Sometimes, Randy did both tasks. He drew Mark Burgess, a maintenance supervisor, into a place where Rivas could hit him on the back of the head and knock him out. Randy then removed Burgess’ clothes, bound his hands and feet with tie straps and duct tape, placed a gag in his mouth and duct tape over his eyes. “You think I like you, but I hate your ass. Give us any problems and I swear I’ll kill you,” Burgess quoted Randy saying during the trial.

Randy was just as bold in a note he left in his cell. “You haven’t heard the last of us,” it read. The words were more chilling in the wake of Hawkins’ killing. And they didn’t help Randy’s trial defense, which portrayed him not as an aggressive killer but as a passive sort, a bystander who chiefly followed along.

Of the six escapees who went to trial, all of whom received the death penalty, only two testified: ringleader Rivas and Randy. “His ego is huge,” says Shook, who cross-examined Randy over two days.

☆ ☆ ☆

**EXERCISE TASKS**
1 – In the passage about the escapees' trial, what job did Mark Burgess hold?
2 – Carry on the passage about the escapees' trial, picking up after its final sentence.
The data after this point has no connection to the passage about the escapees' trial.

**Extracted records**
☆ ☆ ☆

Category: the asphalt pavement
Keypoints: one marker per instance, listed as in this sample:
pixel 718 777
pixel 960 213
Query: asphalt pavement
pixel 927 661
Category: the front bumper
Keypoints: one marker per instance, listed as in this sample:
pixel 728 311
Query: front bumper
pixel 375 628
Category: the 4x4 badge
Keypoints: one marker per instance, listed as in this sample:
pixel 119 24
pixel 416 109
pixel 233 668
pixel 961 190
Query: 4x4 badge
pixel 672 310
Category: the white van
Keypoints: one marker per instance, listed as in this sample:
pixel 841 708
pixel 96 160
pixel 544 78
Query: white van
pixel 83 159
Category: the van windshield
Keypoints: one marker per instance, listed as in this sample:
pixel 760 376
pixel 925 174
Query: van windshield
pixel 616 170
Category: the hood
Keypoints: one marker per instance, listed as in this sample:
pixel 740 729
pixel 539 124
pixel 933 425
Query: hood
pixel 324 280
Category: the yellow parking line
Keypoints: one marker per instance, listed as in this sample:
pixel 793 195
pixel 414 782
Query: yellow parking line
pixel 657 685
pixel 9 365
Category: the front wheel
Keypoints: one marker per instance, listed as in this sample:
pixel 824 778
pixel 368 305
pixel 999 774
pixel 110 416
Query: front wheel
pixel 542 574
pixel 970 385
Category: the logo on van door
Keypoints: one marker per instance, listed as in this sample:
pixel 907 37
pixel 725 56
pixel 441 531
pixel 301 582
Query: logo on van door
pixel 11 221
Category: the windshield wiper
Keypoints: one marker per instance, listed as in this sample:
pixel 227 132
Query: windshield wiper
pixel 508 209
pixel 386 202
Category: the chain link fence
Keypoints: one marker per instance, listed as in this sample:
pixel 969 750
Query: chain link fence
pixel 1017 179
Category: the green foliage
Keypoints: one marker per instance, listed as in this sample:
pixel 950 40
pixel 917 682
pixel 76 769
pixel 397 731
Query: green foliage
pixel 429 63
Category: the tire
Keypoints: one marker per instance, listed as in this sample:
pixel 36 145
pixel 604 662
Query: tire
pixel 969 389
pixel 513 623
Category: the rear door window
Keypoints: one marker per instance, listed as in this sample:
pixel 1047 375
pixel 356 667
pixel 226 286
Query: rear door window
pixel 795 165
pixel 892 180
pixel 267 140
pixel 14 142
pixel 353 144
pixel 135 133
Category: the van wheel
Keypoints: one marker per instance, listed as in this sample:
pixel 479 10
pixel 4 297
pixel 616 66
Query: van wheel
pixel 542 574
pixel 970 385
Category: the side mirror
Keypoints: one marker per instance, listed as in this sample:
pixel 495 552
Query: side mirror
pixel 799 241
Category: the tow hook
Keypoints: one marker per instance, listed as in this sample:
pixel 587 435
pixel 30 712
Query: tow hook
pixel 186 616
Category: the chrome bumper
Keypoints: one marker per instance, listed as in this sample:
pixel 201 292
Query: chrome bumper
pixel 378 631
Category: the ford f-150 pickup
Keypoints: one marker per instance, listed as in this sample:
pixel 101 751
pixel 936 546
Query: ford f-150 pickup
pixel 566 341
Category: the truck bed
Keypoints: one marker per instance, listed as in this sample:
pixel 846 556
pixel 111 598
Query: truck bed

☆ ☆ ☆

**ANSWERS GIVEN**
1 – He was a maintenance supervisor.

2 –
Randy testified that he joined the escape because prison was so isolating. He received no visitors and only a few letters from his brother. The rest of his testimony was a series of denials. He said he never hit anybody during the escape, refused to take part in the gang’s South Texas robberies, and only carried a gun during the Irving store robbery because the gang “made it very clear it was their way or the highway.” He told jurors he never fired a shot.

“Randy’s own testimony placed him beside Hawkins’ car, on the passenger side, and we showed shots were fired from that position,” Shook says. Additionally, Randy had been shot in the foot, evidence that he was around the gunfire at the back of the store. More importantly, Shook says, all the defendants were tried as parties to the murder, guilty under the law because they knew their actions as part of the group would lead to the killing. “Five guns were used,” Shook says. “We never could trace back who held each gun.”
Nearly a decade later, in recalling his arrest on the phone with Crystal, Randy offers his wife this explanation for why he surrendered to police: “I can’t hurt anyone and I can’t kill myself.” He came out of the Colorado mobile home, which was surrounded by cops, with his hands up.

“Did they know you were coming out?” Crystal asks.

“No, they didn’t,” he says.

“Oh, my,” Crystal says in a little kitten voice.

“I just put my arms in the air, said I’m unarmed.”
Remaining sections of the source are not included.